**Objective:** Copy the lines below as they are; omit the images they contain.

::::::::::

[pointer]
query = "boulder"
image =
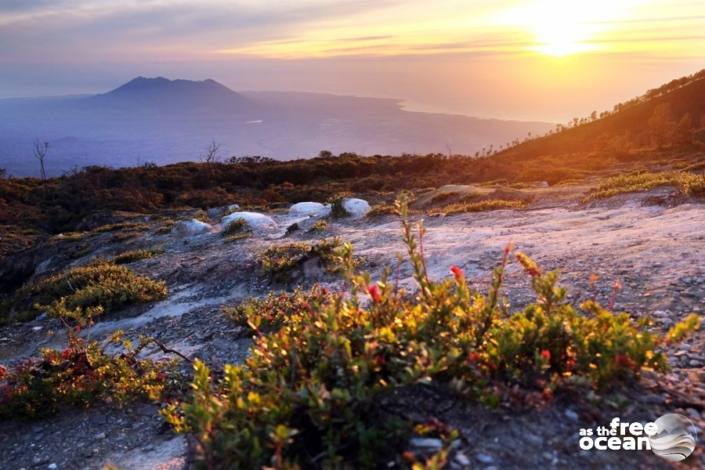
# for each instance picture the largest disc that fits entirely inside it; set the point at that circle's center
(190, 228)
(215, 212)
(311, 209)
(253, 220)
(356, 207)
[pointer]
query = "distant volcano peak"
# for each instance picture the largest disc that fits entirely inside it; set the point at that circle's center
(161, 91)
(140, 84)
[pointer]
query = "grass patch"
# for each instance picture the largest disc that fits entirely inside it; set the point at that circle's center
(131, 226)
(337, 210)
(80, 375)
(281, 262)
(270, 312)
(86, 292)
(319, 226)
(69, 237)
(131, 256)
(310, 394)
(479, 206)
(236, 230)
(687, 183)
(379, 210)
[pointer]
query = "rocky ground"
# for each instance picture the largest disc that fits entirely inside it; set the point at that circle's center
(649, 243)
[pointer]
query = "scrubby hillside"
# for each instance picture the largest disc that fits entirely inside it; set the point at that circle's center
(330, 335)
(665, 116)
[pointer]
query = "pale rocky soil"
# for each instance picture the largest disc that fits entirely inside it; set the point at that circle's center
(651, 243)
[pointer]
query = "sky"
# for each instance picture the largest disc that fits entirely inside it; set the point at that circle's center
(536, 59)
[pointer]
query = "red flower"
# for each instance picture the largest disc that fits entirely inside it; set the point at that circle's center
(457, 273)
(547, 394)
(474, 357)
(528, 264)
(624, 361)
(373, 290)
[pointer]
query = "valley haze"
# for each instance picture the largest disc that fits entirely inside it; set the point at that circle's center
(157, 120)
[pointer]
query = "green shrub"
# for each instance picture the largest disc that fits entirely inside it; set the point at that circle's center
(689, 184)
(309, 394)
(319, 226)
(381, 209)
(86, 292)
(80, 375)
(127, 226)
(479, 206)
(270, 312)
(281, 262)
(131, 256)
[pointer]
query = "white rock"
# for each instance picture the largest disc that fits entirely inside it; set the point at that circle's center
(313, 209)
(254, 220)
(356, 207)
(190, 228)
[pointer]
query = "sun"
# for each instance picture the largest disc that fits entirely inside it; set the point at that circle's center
(558, 34)
(565, 27)
(559, 29)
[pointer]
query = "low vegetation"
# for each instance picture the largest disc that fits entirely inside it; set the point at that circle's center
(270, 312)
(236, 230)
(477, 206)
(85, 292)
(280, 262)
(127, 257)
(80, 375)
(319, 226)
(311, 393)
(687, 183)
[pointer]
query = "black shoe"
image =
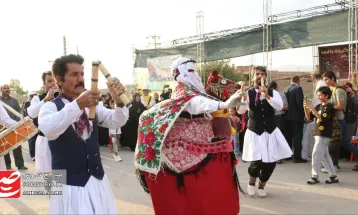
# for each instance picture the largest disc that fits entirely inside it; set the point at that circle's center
(332, 180)
(22, 168)
(299, 160)
(312, 181)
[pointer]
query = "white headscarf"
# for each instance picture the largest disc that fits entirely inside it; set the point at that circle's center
(191, 78)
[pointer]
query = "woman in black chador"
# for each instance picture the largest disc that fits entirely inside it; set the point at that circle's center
(129, 130)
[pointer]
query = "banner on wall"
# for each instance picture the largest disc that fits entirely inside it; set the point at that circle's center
(157, 74)
(335, 59)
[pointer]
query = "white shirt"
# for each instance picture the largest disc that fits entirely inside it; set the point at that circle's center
(315, 100)
(114, 131)
(275, 102)
(35, 106)
(5, 119)
(53, 123)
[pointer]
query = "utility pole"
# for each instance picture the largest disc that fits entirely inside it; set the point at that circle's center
(155, 40)
(64, 45)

::::::::::

**Solution below:**
[pointer]
query = "boulder"
image =
# for each instance picture the largest disc that fits entirely inside it; set the point at that circle's center
(190, 228)
(215, 212)
(311, 209)
(253, 220)
(356, 207)
[pointer]
query = "distant volcano peak"
# for each instance picture the largest disc that fits entirely inside it; set the point at that circle's center
(161, 91)
(140, 84)
[pointer]
query = "grass patch"
# for each instance picture the largest disc that fits entirely inside it; set the point at that circle's center
(131, 226)
(337, 210)
(80, 375)
(281, 262)
(270, 312)
(86, 292)
(319, 226)
(69, 237)
(131, 256)
(310, 394)
(479, 206)
(236, 230)
(687, 183)
(379, 210)
[pointer]
query = "rocky ground"
# for each instance picture the largest disc that fits entirely inside it; set the point at that circle's center
(649, 243)
[pointer]
query = "scrubby hillside"
# for each instance picture the largest disc that fits entirely inside it; set the point at that circle's center
(330, 335)
(665, 116)
[pointer]
query = "pale rocky soil"
# for each instance picture the largest disc that fits entirely inside it; set the point at that circle's center
(651, 243)
[pointer]
query = "sky"
# for each instance picture the largest disc that fits entirely inside it; set the point at that circle's center
(536, 59)
[pointer]
query = "red flower"
# for each instance picture the largest disc that fits entirely inside it; set the point at that circle's center
(457, 273)
(547, 394)
(474, 357)
(528, 264)
(624, 361)
(373, 290)
[pointer]
query = "valley haze"
# for each instance picture the largest disc that fits entirely inside it; set the point at that circle's center
(157, 120)
[pointer]
query = "green shrub"
# for each instance picture the largest disc that fits entirely inside it; set the point at that circle's center
(689, 184)
(309, 394)
(319, 226)
(381, 209)
(86, 292)
(80, 375)
(127, 226)
(479, 206)
(270, 312)
(281, 262)
(131, 256)
[pointer]
query = "white rock"
# for each instance picture the largest disc that fits entirely inside it; set the point at that circle's center
(313, 209)
(254, 220)
(356, 207)
(190, 228)
[pointer]
query = "sun"
# for each instance picture the largest disc that fits entirely inside it; set the point at that circle's center
(558, 34)
(565, 27)
(559, 29)
[pointer]
query = "low vegetation"
# for each instance picture the largest disc that fits entirely inside it; set the point at that circle's center
(270, 312)
(236, 230)
(477, 206)
(85, 292)
(280, 262)
(127, 257)
(80, 375)
(319, 226)
(311, 393)
(687, 183)
[pointer]
query = "black shoe"
image =
# for each instance picture the largest disc that fits entirely inside it; set the point at that circle's center
(332, 180)
(22, 168)
(299, 160)
(312, 181)
[pointer]
query = "white headscarf"
# for each instance picture the largest disc that fits entirely inside it; set the point at that circle's center
(191, 78)
[pointer]
query = "woman in black chador"
# for each instance picture the largest disc that fits entirely inside it; set the point at that circle's center
(129, 130)
[pointer]
query = "banner on wall"
# for each instance picture the largest disc that fits entirely inside it; set the point at that circle's center
(157, 74)
(335, 59)
[pointer]
query = "white shirt"
# for each instance picture the largest disc that fits entirely inside it; set the point at that circle's center
(315, 100)
(114, 131)
(275, 102)
(35, 106)
(5, 119)
(53, 123)
[pointer]
query = "utility pole"
# for each instance picture the largest disc that fits entirely inside it; set the point at that circle's center
(155, 40)
(64, 45)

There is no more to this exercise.